WHAT YOU SHOULD DO => Return every line of the records below that contains the string "hardwood". Case counts.

Location annotation dataset excerpts =>
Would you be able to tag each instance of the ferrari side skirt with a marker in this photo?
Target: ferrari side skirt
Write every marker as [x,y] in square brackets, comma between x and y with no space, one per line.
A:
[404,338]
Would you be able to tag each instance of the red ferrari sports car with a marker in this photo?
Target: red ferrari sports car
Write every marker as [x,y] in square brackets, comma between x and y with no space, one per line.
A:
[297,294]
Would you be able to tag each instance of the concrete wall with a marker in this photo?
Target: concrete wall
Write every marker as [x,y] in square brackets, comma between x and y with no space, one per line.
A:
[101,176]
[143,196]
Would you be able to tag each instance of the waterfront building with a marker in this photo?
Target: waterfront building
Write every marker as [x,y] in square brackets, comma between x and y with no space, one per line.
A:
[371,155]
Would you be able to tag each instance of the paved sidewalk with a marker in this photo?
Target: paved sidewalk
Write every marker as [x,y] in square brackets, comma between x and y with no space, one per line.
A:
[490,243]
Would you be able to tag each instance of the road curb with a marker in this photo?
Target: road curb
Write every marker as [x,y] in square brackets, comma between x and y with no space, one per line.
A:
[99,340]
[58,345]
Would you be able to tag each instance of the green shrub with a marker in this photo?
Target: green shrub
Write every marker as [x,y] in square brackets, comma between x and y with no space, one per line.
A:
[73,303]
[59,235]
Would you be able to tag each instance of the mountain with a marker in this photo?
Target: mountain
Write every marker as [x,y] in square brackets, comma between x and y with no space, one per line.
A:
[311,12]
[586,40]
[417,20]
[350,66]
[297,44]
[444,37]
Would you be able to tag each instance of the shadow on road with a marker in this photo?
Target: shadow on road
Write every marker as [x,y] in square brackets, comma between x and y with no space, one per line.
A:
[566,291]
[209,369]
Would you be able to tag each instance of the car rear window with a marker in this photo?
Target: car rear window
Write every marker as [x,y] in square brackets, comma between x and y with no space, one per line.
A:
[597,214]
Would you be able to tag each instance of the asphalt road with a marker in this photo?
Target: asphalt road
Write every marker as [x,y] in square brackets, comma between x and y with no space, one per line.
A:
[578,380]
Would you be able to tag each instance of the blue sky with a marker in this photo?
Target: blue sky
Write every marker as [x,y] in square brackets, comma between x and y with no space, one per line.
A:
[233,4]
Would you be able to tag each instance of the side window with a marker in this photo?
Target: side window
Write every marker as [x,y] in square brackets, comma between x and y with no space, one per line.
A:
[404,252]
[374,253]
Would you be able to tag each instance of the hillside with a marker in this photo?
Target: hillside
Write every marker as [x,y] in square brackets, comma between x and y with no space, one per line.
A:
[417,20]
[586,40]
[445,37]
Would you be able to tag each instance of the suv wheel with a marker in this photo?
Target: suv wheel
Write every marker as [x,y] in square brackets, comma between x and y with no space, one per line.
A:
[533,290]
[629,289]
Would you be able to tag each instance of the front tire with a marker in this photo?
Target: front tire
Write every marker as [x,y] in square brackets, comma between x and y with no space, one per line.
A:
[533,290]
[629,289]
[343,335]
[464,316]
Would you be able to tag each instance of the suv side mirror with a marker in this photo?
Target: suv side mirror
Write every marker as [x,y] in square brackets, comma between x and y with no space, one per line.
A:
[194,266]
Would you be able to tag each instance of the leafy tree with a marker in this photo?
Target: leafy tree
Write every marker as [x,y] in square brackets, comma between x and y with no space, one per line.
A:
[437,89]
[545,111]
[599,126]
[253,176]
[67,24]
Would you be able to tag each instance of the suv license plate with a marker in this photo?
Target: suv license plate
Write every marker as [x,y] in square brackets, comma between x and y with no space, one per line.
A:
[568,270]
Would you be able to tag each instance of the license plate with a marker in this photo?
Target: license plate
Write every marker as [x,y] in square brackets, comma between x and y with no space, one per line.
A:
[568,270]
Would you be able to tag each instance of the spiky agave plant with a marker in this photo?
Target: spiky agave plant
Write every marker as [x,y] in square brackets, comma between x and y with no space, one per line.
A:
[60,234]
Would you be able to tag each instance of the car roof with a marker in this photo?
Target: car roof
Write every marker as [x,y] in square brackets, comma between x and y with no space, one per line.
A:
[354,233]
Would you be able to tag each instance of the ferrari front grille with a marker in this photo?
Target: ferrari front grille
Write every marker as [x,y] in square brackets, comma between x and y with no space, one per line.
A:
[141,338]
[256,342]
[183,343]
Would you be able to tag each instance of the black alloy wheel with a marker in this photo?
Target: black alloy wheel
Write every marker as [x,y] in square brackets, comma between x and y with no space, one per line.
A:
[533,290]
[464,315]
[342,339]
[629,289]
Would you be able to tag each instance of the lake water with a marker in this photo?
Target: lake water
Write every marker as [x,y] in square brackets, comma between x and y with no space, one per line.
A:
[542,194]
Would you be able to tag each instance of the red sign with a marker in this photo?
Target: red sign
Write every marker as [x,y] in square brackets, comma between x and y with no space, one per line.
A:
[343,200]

---

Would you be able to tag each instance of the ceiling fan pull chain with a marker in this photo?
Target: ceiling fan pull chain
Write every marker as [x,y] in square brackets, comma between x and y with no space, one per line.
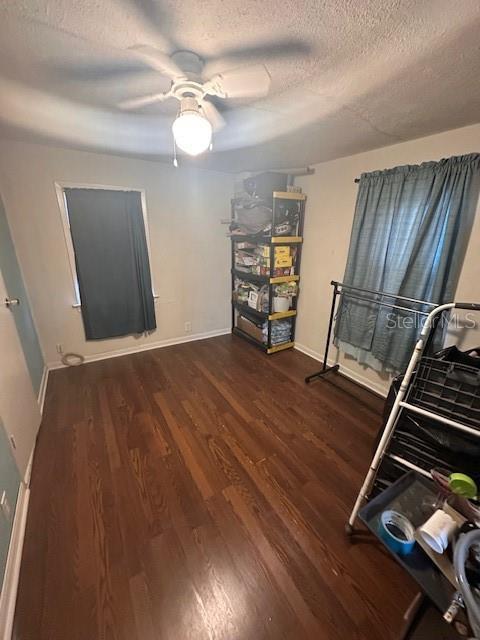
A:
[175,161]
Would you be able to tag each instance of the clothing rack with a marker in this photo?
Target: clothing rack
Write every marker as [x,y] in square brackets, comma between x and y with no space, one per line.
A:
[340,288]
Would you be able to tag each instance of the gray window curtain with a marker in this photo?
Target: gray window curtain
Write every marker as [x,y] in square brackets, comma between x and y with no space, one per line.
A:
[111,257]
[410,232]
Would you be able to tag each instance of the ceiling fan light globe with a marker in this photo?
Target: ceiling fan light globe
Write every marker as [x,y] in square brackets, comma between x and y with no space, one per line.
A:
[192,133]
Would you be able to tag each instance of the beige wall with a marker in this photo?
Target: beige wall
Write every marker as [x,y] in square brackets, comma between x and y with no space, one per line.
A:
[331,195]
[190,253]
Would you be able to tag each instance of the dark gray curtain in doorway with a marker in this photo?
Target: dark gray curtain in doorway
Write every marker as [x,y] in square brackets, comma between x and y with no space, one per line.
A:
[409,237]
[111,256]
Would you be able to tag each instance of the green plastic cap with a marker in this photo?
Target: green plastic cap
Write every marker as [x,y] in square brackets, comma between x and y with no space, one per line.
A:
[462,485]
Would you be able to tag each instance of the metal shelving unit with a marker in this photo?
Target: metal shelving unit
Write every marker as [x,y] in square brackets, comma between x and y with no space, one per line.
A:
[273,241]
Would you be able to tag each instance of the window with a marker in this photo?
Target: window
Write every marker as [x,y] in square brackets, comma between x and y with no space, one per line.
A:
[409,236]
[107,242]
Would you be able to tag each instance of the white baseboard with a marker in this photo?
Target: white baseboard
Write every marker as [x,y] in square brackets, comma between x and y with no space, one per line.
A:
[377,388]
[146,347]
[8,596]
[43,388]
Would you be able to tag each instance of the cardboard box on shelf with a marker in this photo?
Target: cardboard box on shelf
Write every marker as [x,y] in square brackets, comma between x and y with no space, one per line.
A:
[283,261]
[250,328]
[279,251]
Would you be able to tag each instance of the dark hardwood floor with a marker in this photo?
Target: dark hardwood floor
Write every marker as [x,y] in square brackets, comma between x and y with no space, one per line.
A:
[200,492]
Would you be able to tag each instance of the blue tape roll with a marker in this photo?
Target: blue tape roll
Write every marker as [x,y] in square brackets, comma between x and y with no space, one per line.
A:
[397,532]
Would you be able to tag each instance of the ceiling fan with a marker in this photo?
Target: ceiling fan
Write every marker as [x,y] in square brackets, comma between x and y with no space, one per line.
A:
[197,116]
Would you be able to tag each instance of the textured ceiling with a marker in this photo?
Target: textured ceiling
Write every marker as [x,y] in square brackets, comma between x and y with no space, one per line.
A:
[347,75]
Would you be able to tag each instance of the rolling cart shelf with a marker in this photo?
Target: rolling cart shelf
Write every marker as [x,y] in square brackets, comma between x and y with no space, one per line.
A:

==

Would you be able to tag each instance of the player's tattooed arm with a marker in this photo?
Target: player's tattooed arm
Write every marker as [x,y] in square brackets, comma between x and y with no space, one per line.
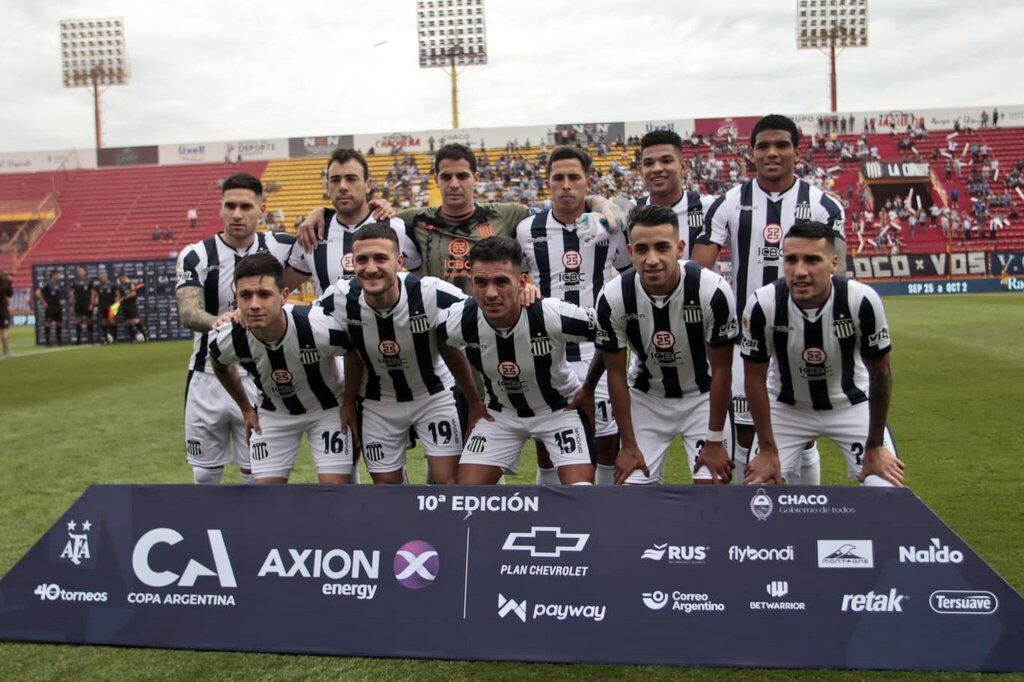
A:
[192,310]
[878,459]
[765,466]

SOLUTION TO THIS EXERCISE =>
Would you be able to tag each instance of the dark hardwood floor with a marker in this photo?
Target: dark hardwood floor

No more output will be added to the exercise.